* [GEKOZEN FRAGMENT]:
◆ ◆ ◆ ◆

ECLI:NL:CBB:2022:790
College van Beroep voor het bedrijfsleven
- Eerste aanleg - enkelvoudig
- Rechtspraak.nl
Beoordeling van de intrekking van subsidie op grond van de Regeling subsidie vaste lasten financiering COVID-19
In deze uitspraak van het College van Beroep voor het bedrijfsleven op 13 december 2022, zaaknummer 21/778, wordt de intrekking van een subsidie op grond van de Regeling subsidie vaste lasten financiering COVID-19 (TVL) beoordeeld. De appellante, een B.V., had een subsidie aangevraagd voor het vierde kwartaal van 2020, maar deze werd ambtshalve ingetrokken door de staatssecretaris van Economische Zaken en Klimaat op basis van onvoldoende omzetverlies. De staatssecretaris stelde vast dat de appellante niet voldeed aan de voorwaarde van ten minste 30% omzetverlies, zoals vereist door de TVL.
De appellante voerde aan dat de omzetgegevens in de aangiften omzetbelasting geen juist beeld gaven van haar werkelijke omzet, omdat een deel van de omzet niet gefactureerd maar gecrediteerd was. Ook stelde zij dat een deel van de omzet afkomstig was van buiten de Europese Unie en daarom niet in de aangiften was opgenomen. Het College oordeelde echter dat de staatssecretaris terecht was uitgegaan van de gegevens uit de aangiften omzetbelasting, aangezien de appellante deze omzet niet had opgegeven.
Het College concludeerde dat de appellante niet had aangetoond dat er sprake was van omzetverlies van ten minste 30%, en dat de intrekking van de subsidie derhalve terecht was. De uitspraak benadrukt het belang van correcte aangifte en de noodzaak voor ondernemers om hun omzet op de juiste wijze te registreren om in aanmerking te komen voor subsidies. De beslissing werd openbaar uitgesproken en de proceskostenveroordeling werd afgewezen.

◆ ◆ ◆ ◆

* [GETOONDE GEGEVENS]:
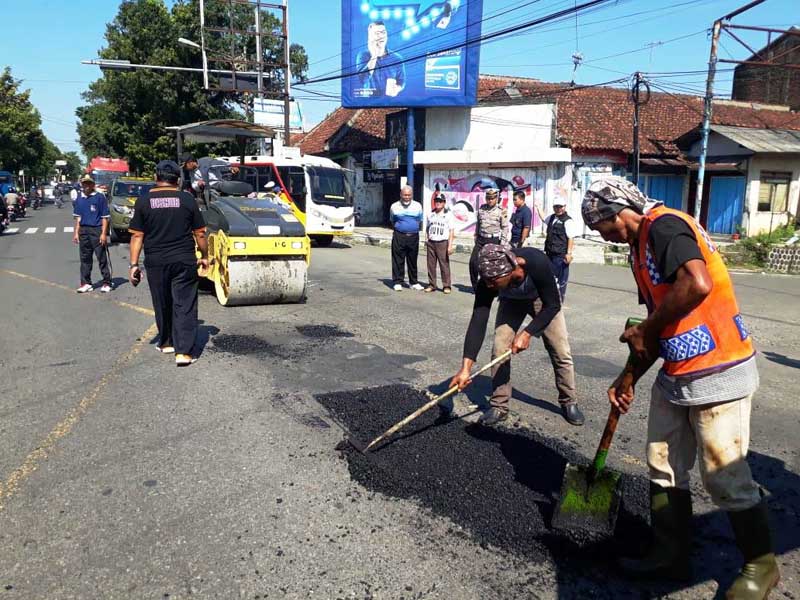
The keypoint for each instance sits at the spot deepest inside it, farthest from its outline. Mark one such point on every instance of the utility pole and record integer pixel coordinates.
(287, 74)
(709, 99)
(636, 97)
(707, 106)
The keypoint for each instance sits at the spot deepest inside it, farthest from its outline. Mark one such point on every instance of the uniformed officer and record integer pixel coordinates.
(491, 228)
(91, 234)
(168, 223)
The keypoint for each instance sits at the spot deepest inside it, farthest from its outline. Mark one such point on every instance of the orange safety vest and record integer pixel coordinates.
(712, 337)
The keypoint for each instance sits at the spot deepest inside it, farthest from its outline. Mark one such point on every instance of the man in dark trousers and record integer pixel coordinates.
(525, 284)
(91, 234)
(520, 221)
(561, 232)
(168, 223)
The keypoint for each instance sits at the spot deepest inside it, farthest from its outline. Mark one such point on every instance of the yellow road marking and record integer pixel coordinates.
(140, 309)
(65, 426)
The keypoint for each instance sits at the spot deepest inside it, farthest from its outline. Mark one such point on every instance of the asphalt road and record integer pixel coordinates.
(122, 476)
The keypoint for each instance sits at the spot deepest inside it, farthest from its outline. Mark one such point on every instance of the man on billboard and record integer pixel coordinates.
(380, 71)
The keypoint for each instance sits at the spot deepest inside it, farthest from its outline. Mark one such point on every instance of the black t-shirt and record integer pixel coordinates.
(539, 279)
(167, 217)
(672, 244)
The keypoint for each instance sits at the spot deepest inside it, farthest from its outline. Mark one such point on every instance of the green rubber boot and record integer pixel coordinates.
(669, 556)
(760, 571)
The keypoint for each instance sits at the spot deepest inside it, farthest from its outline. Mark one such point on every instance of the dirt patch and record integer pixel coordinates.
(322, 331)
(500, 485)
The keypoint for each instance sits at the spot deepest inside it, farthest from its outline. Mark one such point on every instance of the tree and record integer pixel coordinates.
(22, 142)
(126, 113)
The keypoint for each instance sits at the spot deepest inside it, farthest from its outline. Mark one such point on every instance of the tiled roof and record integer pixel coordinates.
(601, 118)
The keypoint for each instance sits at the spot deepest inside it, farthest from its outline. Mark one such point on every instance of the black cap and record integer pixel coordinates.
(168, 168)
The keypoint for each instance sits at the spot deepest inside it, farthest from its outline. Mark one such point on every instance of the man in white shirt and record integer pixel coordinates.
(439, 245)
(561, 232)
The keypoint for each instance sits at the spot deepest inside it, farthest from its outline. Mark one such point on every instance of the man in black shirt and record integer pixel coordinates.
(169, 224)
(524, 281)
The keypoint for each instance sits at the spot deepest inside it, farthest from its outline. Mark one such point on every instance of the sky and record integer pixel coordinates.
(49, 38)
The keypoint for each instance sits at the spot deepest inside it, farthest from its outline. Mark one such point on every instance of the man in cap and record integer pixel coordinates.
(490, 228)
(168, 223)
(190, 176)
(406, 218)
(524, 281)
(91, 234)
(439, 245)
(559, 241)
(701, 400)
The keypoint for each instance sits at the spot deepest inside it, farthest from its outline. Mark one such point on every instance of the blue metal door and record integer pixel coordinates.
(726, 203)
(667, 188)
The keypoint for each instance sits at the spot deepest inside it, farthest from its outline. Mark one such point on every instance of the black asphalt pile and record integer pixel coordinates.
(322, 331)
(498, 484)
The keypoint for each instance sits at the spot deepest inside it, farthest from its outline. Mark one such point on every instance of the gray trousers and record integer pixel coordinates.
(89, 244)
(510, 315)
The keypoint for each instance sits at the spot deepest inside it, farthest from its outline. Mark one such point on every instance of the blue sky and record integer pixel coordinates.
(45, 40)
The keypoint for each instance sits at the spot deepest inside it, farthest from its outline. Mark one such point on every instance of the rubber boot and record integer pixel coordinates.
(760, 571)
(669, 556)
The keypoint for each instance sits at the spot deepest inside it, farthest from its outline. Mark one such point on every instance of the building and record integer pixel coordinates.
(771, 84)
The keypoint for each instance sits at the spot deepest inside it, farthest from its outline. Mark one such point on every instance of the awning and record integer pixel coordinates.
(762, 140)
(221, 130)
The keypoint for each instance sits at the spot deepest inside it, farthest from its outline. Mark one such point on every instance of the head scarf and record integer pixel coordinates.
(496, 261)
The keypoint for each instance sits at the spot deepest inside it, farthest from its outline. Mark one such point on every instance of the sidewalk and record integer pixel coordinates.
(586, 251)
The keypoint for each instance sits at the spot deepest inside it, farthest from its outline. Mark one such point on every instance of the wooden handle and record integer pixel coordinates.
(434, 401)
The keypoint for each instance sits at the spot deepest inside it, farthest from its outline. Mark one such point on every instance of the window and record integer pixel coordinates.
(773, 192)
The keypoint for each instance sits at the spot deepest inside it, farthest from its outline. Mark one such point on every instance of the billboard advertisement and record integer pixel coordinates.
(404, 54)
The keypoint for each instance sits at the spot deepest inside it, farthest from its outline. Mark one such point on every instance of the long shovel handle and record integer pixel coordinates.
(433, 402)
(613, 418)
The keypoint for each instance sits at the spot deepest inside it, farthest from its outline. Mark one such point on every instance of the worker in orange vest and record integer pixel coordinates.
(701, 400)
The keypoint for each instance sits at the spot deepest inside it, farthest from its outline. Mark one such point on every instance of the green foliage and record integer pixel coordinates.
(126, 112)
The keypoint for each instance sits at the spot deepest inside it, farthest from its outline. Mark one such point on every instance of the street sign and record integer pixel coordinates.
(381, 176)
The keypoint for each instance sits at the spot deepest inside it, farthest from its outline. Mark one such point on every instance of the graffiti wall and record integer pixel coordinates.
(465, 190)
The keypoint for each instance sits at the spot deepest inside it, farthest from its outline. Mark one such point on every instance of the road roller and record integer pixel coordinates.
(258, 250)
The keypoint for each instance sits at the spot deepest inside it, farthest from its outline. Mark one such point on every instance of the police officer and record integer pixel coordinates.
(168, 222)
(91, 234)
(491, 228)
(561, 233)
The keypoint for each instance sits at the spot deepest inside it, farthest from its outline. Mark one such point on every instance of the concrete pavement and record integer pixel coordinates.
(122, 476)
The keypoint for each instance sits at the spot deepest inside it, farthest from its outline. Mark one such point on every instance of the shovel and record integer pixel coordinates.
(590, 496)
(422, 409)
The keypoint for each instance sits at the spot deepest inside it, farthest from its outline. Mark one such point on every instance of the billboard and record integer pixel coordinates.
(404, 54)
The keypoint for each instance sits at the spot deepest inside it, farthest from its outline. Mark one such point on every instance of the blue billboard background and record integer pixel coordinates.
(393, 53)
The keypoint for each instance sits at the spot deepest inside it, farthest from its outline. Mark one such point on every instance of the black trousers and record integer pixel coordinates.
(89, 244)
(173, 288)
(405, 251)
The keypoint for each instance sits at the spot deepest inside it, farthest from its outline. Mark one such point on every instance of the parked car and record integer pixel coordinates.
(123, 194)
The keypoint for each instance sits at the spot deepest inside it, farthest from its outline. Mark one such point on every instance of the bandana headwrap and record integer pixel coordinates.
(608, 196)
(495, 261)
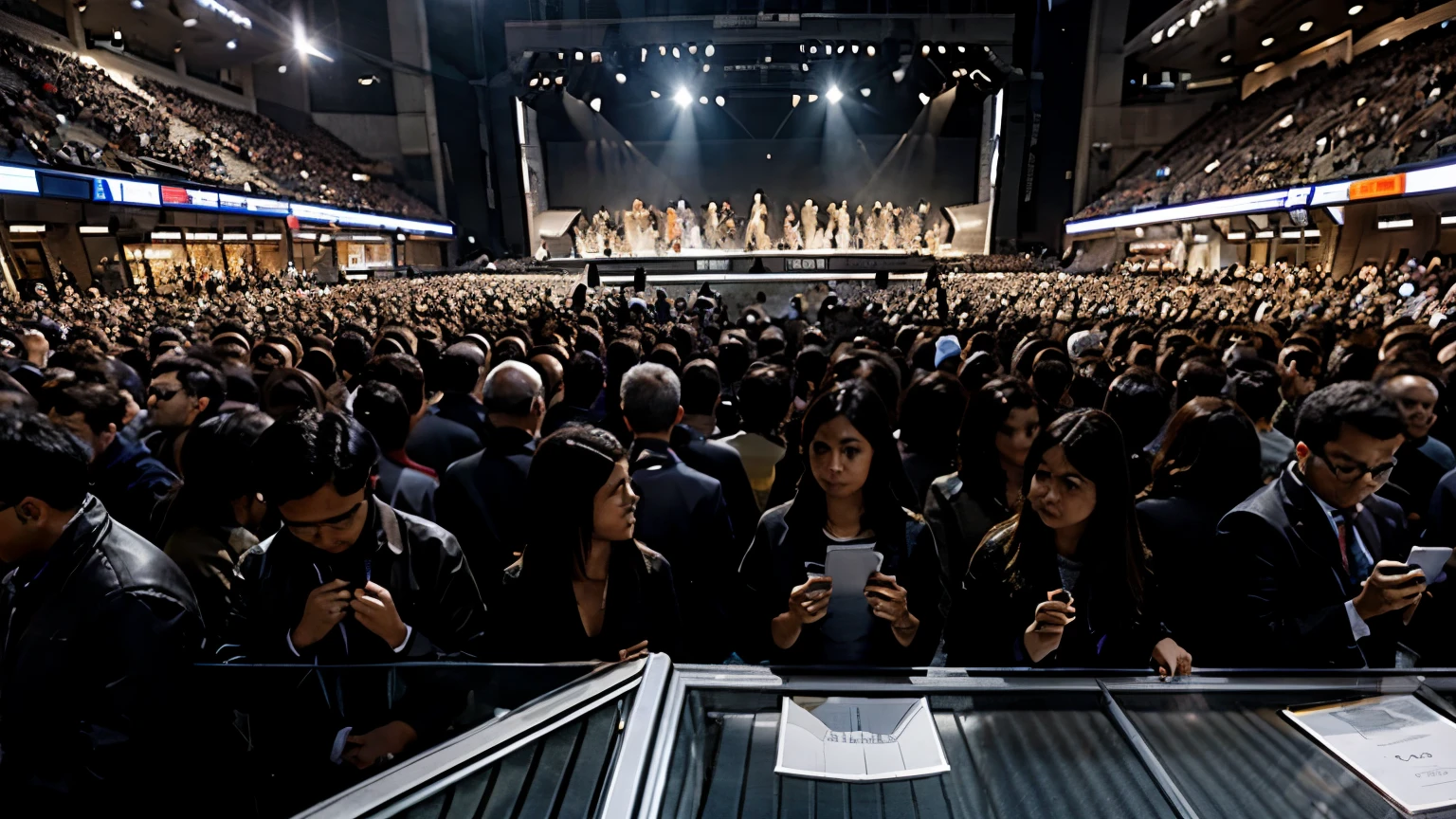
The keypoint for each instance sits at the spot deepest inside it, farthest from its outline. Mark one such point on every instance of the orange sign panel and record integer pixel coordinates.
(1392, 186)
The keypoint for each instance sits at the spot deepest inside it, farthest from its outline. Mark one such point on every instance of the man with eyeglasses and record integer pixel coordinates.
(350, 580)
(1308, 550)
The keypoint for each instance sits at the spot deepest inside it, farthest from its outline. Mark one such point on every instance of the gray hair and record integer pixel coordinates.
(649, 398)
(511, 388)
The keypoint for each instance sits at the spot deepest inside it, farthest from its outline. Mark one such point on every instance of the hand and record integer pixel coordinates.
(1388, 592)
(891, 602)
(35, 347)
(374, 608)
(633, 653)
(1045, 632)
(383, 742)
(1170, 656)
(322, 610)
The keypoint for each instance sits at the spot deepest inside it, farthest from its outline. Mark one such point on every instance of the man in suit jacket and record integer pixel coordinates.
(482, 498)
(682, 512)
(1306, 550)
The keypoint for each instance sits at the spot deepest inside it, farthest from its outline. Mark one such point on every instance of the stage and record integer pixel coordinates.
(766, 265)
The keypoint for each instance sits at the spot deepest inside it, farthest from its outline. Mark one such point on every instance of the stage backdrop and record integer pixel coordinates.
(885, 168)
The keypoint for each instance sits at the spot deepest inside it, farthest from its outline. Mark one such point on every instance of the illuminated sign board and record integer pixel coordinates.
(22, 179)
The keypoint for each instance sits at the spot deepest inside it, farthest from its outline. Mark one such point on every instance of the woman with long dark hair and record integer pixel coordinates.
(845, 503)
(583, 589)
(1208, 465)
(1065, 582)
(999, 425)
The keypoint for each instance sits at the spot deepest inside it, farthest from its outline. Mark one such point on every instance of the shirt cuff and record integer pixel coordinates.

◆ ◆ ◆ ◆

* [OPDRACHT 1]: Schrijf uit de samenvatting letterlijk over wat begint bij "ECLI:NL:CBB:2022:790" en eindigt bij "door de TVL.".
* [OPDRACHT 2]:
Stemmen de beweringen hieronder overeen met de samenvatting? Antwoord per bewering met ja of nee en citeer de woorden uit de samenvatting die de doorslag geven.
(a) De appellante had subsidie aangevraagd voor het vierde kwartaal van 2020.
(b) De appellante kreeg een proceskostenveroordeling toegewezen.
(c) De TVL eiste een omzetverlies van ten minste 50%.
Het materiaal is afkomstig uit een andere bron dan de samenvatting.

* [UITWERKING 1]:
ECLI:NL:CBB:2022:790
College van Beroep voor het bedrijfsleven
- Eerste aanleg - enkelvoudig
- Rechtspraak.nl
Beoordeling van de intrekking van subsidie op grond van de Regeling subsidie vaste lasten financiering COVID-19
In deze uitspraak van het College van Beroep voor het bedrijfsleven op 13 december 2022, zaaknummer 21/778, wordt de intrekking van een subsidie op grond van de Regeling subsidie vaste lasten financiering COVID-19 (TVL) beoordeeld. De appellante, een B.V., had een subsidie aangevraagd voor het vierde kwartaal van 2020, maar deze werd ambtshalve ingetrokken door de staatssecretaris van Economische Zaken en Klimaat op basis van onvoldoende omzetverlies. De staatssecretaris stelde vast dat de appellante niet voldeed aan de voorwaarde van ten minste 30% omzetverlies, zoals vereist door de TVL.

* [UITWERKING 2]:
(a) Ja: "De appellante, een B.V., had een subsidie aangevraagd voor het vierde kwartaal van 2020"
(b) Nee: "de proceskostenveroordeling werd afgewezen"
(c) Nee: "ten minste 30% omzetverlies, zoals vereist door de TVL"